## Start Text passage

Are we going to start to push our own envelope to think about new tactics and a new strategy to combat this? One of the things that we have to do is to tell people it’s not just about unions. It’s not just about collective bargaining rights. Do you even want to have a democracy anymore? ‘Cause that’s what’s at stake. They’re literally—through laws, and these bills— stripping us of our basic democratic rights. What we’re going to end up as, and this is not just hyperbole: we’re going to end up like Syria where people who rise up are literally pushed down through the most extreme oppressive means. This is what this is.
Imagine a hundred people who sit out there and protest, sit down nonviolently, and get locked up for felonies for a year. We’re going to have hundreds if not thousands of political prisoners in this state as a result of this bill, and that’s not just rhetoric, that’s what they want to happen. They want to demoralize all of our movements, and say “we’re going to lock you up, and we’re going to throw away the key if you do bold actions like a civil disobedience.” Frankly Rick, I think we all ought to be engaged when it’s appropriate and when we need to escalate to put pressure on these entities, to engage in nonviolent noncompliance and direct action.
[Rick Smith]: I’m right there with you.
[Ben Speight]: We have to put our bodies on the line, because it destroys working families and it destroys the middle class when they take away our union rights, which is what they’re trying to do.
[Rick Smith]: I’ve said that about actions on the job, about them coming in and trying to foreclose on people’s homes, you name it. I think direct action is the best way to go, and as we’ve seen these occupations around the country, there’s a lot of talk out there that the one percent is all afraid. I don’t think so, because I think the one percent knows that they’ve got legislatures like the one in Georgia, here in Pennsylvania, Wisconsin, Ohio, that they’ve bought and paid for enough politicians to make sure that they don’t have to be afraid.

## End Text passage
## Start Listing

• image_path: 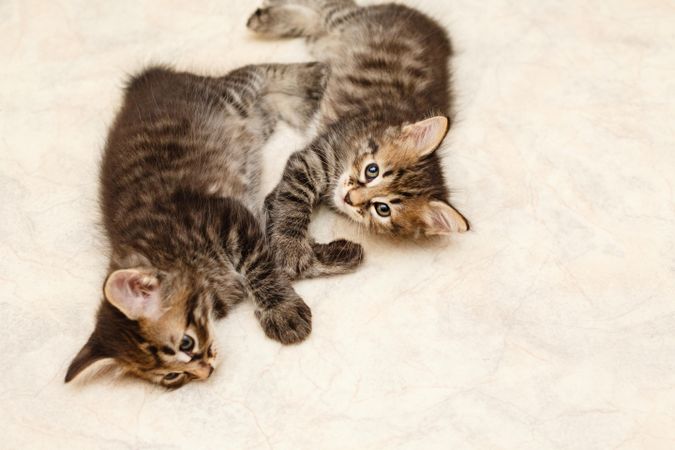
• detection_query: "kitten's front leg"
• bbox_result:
[265,145,363,279]
[223,199,312,344]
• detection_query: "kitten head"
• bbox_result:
[65,268,215,389]
[332,116,469,236]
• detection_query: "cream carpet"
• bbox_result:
[0,0,675,450]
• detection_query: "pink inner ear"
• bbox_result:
[105,269,161,320]
[405,116,448,156]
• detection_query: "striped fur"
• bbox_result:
[66,63,327,388]
[248,0,468,278]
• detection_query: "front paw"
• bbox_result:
[255,297,312,344]
[312,239,363,276]
[274,238,315,280]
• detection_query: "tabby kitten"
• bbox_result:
[65,63,327,388]
[248,0,469,278]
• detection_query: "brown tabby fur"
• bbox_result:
[66,63,327,388]
[248,0,468,278]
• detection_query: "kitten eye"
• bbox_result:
[164,372,181,381]
[366,163,380,181]
[375,202,391,217]
[179,334,195,353]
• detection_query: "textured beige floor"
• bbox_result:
[0,0,675,450]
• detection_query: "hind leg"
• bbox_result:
[265,62,329,129]
[246,0,357,37]
[222,62,328,130]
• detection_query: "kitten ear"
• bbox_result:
[103,269,164,320]
[402,116,449,158]
[65,334,109,383]
[423,200,469,236]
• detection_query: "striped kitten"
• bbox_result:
[248,0,469,278]
[65,63,327,388]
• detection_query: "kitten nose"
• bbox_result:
[193,362,213,380]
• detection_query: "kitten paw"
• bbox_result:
[246,5,320,38]
[255,297,312,345]
[312,239,363,276]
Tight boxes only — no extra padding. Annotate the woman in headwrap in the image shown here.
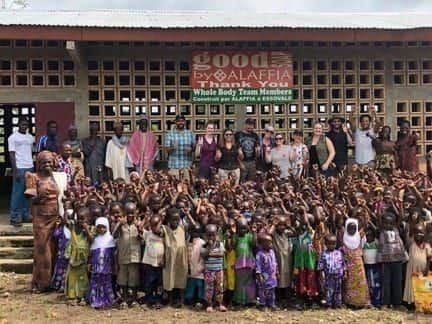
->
[64,125,84,177]
[25,151,67,292]
[342,218,370,307]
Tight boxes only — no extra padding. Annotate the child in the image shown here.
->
[269,215,293,301]
[201,224,227,312]
[363,228,381,307]
[342,218,370,307]
[256,234,279,310]
[113,202,141,308]
[185,227,205,308]
[377,212,408,307]
[142,216,165,309]
[51,200,74,291]
[224,218,236,306]
[65,207,91,306]
[232,217,256,306]
[403,224,432,305]
[87,217,115,308]
[162,208,195,308]
[317,234,346,308]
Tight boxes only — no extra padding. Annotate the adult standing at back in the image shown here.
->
[8,117,34,226]
[37,120,59,153]
[82,122,105,184]
[326,116,352,172]
[195,122,217,180]
[235,118,260,182]
[349,108,379,167]
[127,118,159,175]
[105,122,131,182]
[165,115,195,178]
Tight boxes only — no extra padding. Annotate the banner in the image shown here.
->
[191,50,293,103]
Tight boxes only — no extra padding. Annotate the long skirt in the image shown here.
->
[51,258,69,290]
[87,273,115,308]
[65,264,88,299]
[233,268,256,305]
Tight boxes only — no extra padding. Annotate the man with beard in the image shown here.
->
[82,122,105,184]
[165,115,195,177]
[105,122,130,182]
[326,116,352,172]
[349,108,380,167]
[395,120,418,172]
[235,118,261,182]
[127,118,159,175]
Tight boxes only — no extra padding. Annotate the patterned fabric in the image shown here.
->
[256,250,277,289]
[165,129,195,169]
[204,270,223,305]
[258,287,276,307]
[233,268,256,305]
[57,155,74,183]
[87,273,115,308]
[51,225,69,290]
[25,173,59,290]
[343,246,370,307]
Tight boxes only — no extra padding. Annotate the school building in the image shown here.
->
[0,10,432,184]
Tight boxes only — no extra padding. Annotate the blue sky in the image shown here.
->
[6,0,432,12]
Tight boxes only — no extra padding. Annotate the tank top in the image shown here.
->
[200,136,216,168]
[219,146,240,170]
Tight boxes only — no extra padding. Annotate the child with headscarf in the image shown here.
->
[342,218,370,307]
[87,217,115,308]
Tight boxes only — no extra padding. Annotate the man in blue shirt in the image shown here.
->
[165,115,195,177]
[37,120,59,153]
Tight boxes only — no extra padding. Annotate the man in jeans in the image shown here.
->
[8,117,34,226]
[235,118,260,182]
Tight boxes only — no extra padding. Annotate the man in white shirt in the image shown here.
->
[8,117,34,226]
[349,108,380,168]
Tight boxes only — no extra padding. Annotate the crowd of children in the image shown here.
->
[45,165,432,312]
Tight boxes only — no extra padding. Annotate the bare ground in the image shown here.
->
[0,273,432,324]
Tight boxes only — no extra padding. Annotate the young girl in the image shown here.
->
[232,217,256,306]
[342,218,370,307]
[318,234,346,308]
[185,227,205,308]
[87,217,115,308]
[162,208,188,308]
[256,234,279,310]
[269,216,293,301]
[51,200,74,291]
[65,207,91,306]
[403,225,432,305]
[377,212,408,307]
[363,228,381,307]
[202,224,227,312]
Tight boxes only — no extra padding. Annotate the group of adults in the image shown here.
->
[8,107,426,226]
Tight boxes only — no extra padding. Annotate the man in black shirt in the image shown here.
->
[326,116,352,172]
[235,118,260,182]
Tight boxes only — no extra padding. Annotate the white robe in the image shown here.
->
[105,140,129,182]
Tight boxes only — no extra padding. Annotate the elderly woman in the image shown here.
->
[25,151,67,292]
[306,122,336,177]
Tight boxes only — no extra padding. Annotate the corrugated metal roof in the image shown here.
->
[0,10,432,29]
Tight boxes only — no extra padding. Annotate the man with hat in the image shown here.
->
[235,118,260,182]
[165,115,195,177]
[326,116,352,172]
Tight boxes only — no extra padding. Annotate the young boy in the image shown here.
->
[113,202,141,308]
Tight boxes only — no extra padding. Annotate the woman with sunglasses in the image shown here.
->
[215,129,243,185]
[266,134,292,179]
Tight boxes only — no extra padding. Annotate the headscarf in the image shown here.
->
[90,217,115,250]
[343,218,361,250]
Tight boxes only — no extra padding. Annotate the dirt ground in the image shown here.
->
[0,273,432,324]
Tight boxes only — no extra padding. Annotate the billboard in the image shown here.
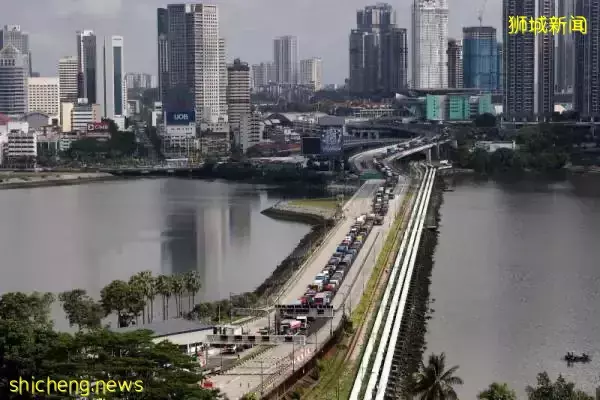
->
[86,122,108,132]
[321,127,344,156]
[165,111,196,125]
[302,137,321,156]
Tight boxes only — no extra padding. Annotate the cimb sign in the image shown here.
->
[173,114,190,121]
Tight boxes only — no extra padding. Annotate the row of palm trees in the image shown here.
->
[405,353,593,400]
[92,271,202,327]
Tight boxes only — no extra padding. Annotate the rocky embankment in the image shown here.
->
[0,172,117,189]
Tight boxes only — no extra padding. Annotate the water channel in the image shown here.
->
[426,177,600,399]
[0,179,310,328]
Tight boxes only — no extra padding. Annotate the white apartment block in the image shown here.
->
[6,129,37,158]
[186,4,227,121]
[227,59,251,130]
[27,78,60,117]
[411,0,448,89]
[61,101,102,133]
[300,57,323,91]
[238,113,265,153]
[58,56,78,103]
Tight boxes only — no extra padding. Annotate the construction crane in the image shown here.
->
[477,0,487,89]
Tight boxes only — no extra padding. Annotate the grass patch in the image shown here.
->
[288,198,339,210]
[303,192,412,400]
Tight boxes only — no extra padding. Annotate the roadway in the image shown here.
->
[211,180,407,400]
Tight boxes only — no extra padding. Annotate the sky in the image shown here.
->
[0,0,502,83]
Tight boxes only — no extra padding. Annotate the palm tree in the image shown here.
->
[156,275,173,320]
[170,275,185,317]
[408,353,463,400]
[477,382,517,400]
[129,271,156,323]
[185,270,202,311]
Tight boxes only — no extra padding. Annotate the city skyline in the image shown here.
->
[0,0,502,84]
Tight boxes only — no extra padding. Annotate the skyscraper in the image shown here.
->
[0,43,29,115]
[77,30,98,104]
[157,4,227,120]
[103,36,127,119]
[0,25,32,76]
[463,26,499,91]
[227,58,251,130]
[411,0,448,89]
[273,36,299,84]
[555,0,575,93]
[573,0,600,115]
[502,0,536,117]
[349,3,408,93]
[58,56,78,103]
[448,39,463,89]
[300,57,323,90]
[156,8,169,102]
[535,0,556,114]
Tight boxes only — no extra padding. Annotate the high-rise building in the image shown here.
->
[125,72,157,89]
[77,30,98,104]
[535,0,556,114]
[554,0,576,93]
[103,36,127,119]
[156,8,169,102]
[448,39,463,89]
[502,0,536,117]
[157,4,227,120]
[462,26,499,92]
[496,43,504,94]
[227,58,251,131]
[411,0,448,89]
[300,57,323,90]
[273,35,298,84]
[58,56,79,103]
[27,78,60,117]
[0,25,32,76]
[0,44,29,115]
[573,0,600,115]
[349,3,408,93]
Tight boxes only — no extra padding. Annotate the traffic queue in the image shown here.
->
[297,180,395,316]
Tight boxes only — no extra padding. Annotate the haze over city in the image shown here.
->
[2,0,502,84]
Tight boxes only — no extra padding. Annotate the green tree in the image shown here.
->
[100,280,143,327]
[156,275,173,320]
[477,382,517,400]
[526,372,594,400]
[58,289,104,329]
[169,275,185,317]
[408,353,463,400]
[185,270,202,311]
[0,292,55,326]
[129,271,156,323]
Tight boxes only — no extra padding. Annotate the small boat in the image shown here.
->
[564,352,592,363]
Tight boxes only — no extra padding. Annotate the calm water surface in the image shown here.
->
[427,178,600,399]
[0,179,310,327]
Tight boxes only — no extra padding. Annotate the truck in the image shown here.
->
[279,318,302,335]
[315,292,333,306]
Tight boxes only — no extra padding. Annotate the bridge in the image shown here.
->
[350,162,437,400]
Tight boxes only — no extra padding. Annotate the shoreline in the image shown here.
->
[0,173,124,190]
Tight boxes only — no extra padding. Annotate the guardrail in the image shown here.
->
[350,164,436,400]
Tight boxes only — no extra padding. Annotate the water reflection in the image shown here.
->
[0,179,309,328]
[427,177,600,398]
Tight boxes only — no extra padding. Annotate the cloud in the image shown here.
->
[50,0,123,18]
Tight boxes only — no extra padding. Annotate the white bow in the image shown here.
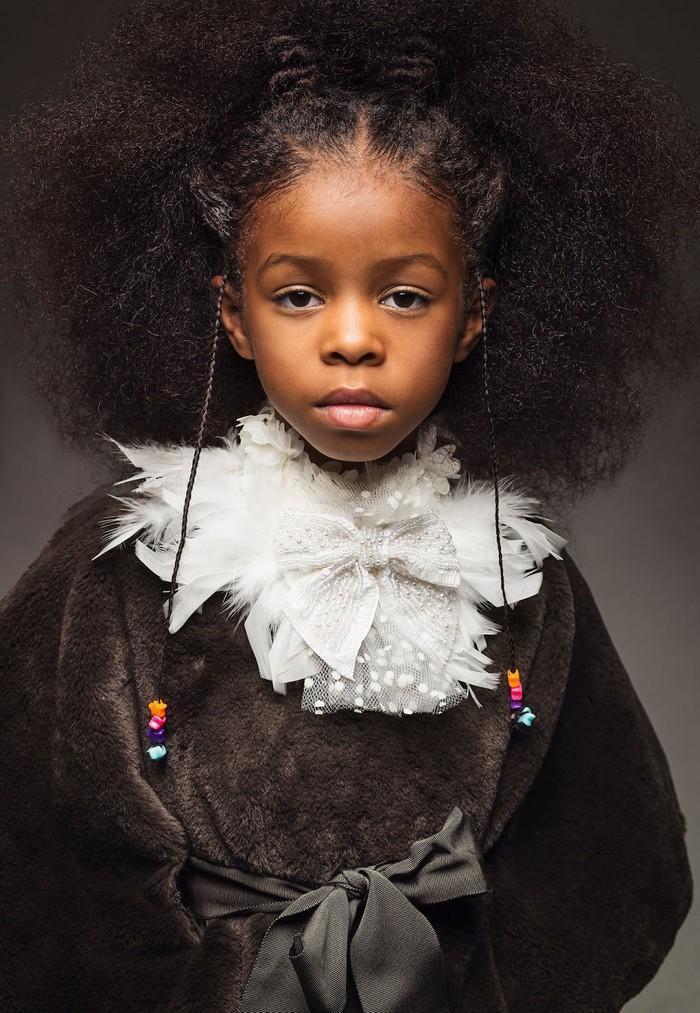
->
[274,507,460,678]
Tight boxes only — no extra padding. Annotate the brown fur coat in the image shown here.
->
[0,487,692,1013]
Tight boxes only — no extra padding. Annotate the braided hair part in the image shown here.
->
[0,0,700,503]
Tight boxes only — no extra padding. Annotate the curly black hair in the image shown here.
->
[2,0,700,510]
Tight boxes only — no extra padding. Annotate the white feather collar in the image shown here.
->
[93,403,565,715]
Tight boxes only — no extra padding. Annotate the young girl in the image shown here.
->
[0,0,698,1013]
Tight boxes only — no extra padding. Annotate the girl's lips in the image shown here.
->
[317,404,387,430]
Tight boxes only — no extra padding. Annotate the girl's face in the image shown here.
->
[213,163,495,464]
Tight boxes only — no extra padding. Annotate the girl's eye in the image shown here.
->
[384,289,431,310]
[275,289,318,310]
[275,289,431,310]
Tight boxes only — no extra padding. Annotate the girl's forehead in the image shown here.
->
[248,165,455,262]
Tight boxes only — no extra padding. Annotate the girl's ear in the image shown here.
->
[212,275,255,359]
[453,278,496,363]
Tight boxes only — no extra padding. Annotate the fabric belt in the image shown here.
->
[178,807,489,1013]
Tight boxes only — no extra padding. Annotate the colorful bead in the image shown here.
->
[146,700,168,760]
[508,669,535,731]
[517,707,536,728]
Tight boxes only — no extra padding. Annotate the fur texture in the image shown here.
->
[0,487,692,1013]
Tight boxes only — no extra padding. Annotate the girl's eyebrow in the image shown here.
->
[257,252,448,278]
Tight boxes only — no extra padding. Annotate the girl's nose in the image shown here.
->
[320,299,385,364]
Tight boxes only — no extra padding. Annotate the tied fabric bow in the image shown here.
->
[275,507,460,679]
[180,807,489,1013]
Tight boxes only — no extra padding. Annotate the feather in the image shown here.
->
[93,407,566,706]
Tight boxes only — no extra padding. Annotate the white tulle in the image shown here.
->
[93,405,565,715]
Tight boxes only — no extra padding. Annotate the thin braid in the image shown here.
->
[476,268,516,671]
[156,275,228,697]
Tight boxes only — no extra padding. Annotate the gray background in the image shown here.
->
[0,0,700,1013]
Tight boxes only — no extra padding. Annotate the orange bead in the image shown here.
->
[148,700,167,717]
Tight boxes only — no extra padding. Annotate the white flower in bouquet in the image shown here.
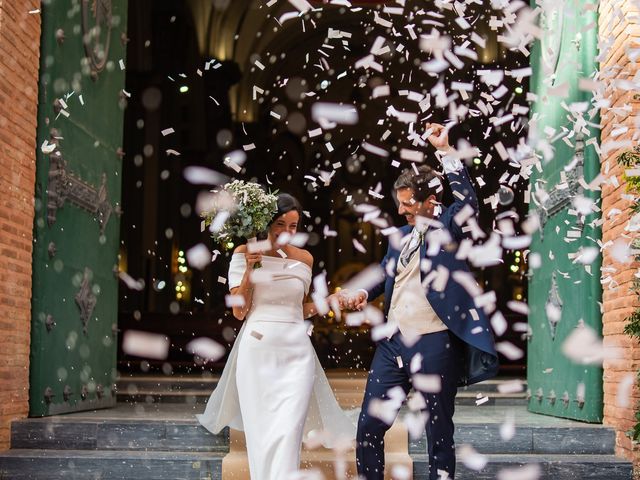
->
[201,180,278,268]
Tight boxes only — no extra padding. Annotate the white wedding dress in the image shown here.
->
[197,253,355,480]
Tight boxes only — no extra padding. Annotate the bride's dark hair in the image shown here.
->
[258,193,302,240]
[269,193,302,225]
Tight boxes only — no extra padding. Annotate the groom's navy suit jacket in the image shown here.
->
[368,168,498,385]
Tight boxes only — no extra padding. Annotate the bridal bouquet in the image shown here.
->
[201,180,278,268]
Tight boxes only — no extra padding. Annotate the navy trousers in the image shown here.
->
[356,330,464,480]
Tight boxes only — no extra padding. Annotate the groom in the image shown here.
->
[349,124,498,480]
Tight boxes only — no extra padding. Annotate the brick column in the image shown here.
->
[0,0,40,449]
[599,0,640,471]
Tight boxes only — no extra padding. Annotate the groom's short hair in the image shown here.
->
[393,165,443,202]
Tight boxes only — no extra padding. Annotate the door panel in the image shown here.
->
[30,0,127,416]
[527,0,603,422]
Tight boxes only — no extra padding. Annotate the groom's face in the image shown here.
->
[396,188,436,225]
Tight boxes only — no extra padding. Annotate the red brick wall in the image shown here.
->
[0,0,40,449]
[599,0,640,470]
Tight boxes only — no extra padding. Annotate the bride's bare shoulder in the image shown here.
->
[290,245,313,267]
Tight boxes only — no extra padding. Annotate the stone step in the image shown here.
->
[10,417,229,452]
[412,454,633,480]
[409,423,616,455]
[0,449,225,480]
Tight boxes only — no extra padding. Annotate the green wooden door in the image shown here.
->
[527,0,603,422]
[30,0,127,416]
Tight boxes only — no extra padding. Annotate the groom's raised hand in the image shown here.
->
[347,290,367,310]
[423,123,451,152]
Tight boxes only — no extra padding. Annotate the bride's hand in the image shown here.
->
[244,252,262,271]
[327,292,346,310]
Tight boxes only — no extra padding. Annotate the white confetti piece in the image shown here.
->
[247,238,272,253]
[122,330,169,360]
[250,330,264,340]
[371,322,398,342]
[496,463,542,480]
[352,238,367,253]
[186,337,226,362]
[40,140,57,155]
[362,142,389,158]
[507,300,529,315]
[456,444,488,472]
[616,373,635,408]
[118,272,144,291]
[562,325,604,365]
[400,148,424,163]
[496,342,524,360]
[187,243,211,270]
[224,295,245,308]
[500,410,516,442]
[183,166,229,185]
[402,412,429,440]
[498,379,524,393]
[289,0,313,13]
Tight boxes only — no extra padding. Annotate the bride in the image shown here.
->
[197,193,355,480]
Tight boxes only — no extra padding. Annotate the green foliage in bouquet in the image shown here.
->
[617,146,640,443]
[201,180,278,244]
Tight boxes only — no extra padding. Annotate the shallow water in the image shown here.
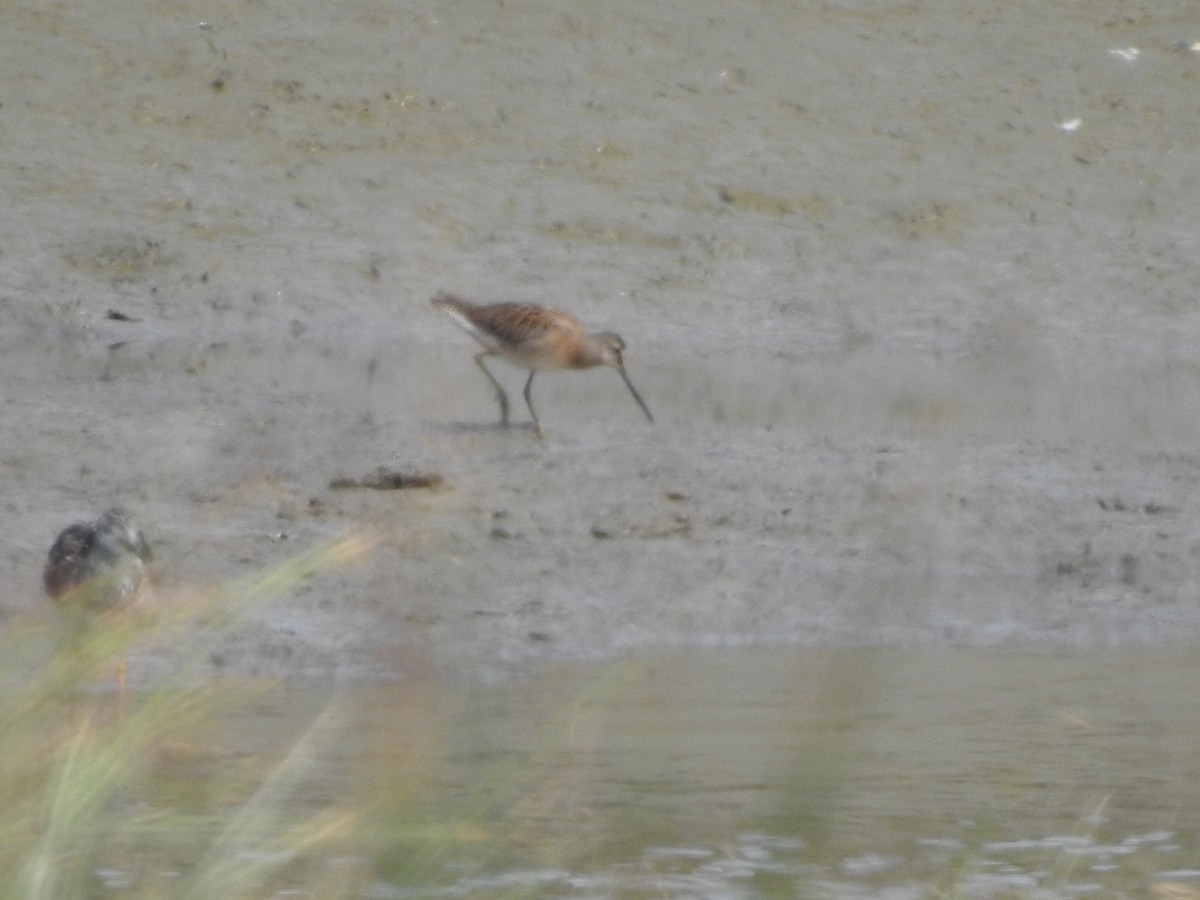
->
[136,649,1200,898]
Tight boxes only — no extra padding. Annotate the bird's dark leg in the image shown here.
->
[475,350,509,425]
[524,368,541,438]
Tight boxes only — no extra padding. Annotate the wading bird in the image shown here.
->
[433,293,654,437]
[42,508,152,698]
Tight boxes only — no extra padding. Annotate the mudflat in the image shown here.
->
[0,0,1200,678]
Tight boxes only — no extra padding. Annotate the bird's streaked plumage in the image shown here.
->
[433,293,654,434]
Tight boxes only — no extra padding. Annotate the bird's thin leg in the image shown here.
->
[526,368,541,438]
[475,350,509,425]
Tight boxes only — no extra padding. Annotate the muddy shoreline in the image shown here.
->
[0,2,1200,678]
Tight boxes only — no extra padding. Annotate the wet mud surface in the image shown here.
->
[7,2,1200,679]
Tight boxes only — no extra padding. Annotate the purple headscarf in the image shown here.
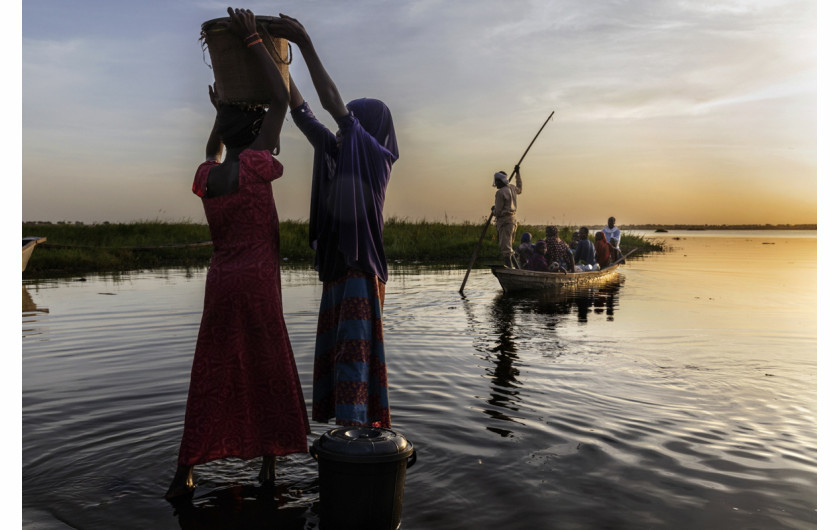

## End Listing

Update the passage of the protest-law transcript starting with "Imagine a hundred" and going on through "there with you.", replacing "political prisoners" with "jailed activists".

Imagine a hundred people who sit out there and protest, sit down nonviolently, and get locked up for felonies for a year. We’re going to have hundreds if not thousands of jailed activists in this state as a result of this bill, and that’s not just rhetoric, that’s what they want to happen. They want to demoralize all of our movements, and say “we’re going to lock you up, and we’re going to throw away the key if you do bold actions like a civil disobedience.” Frankly Rick, I think we all ought to be engaged when it’s appropriate and when we need to escalate to put pressure on these entities, to engage in nonviolent noncompliance and direct action.
[Rick Smith]: I’m right there with you.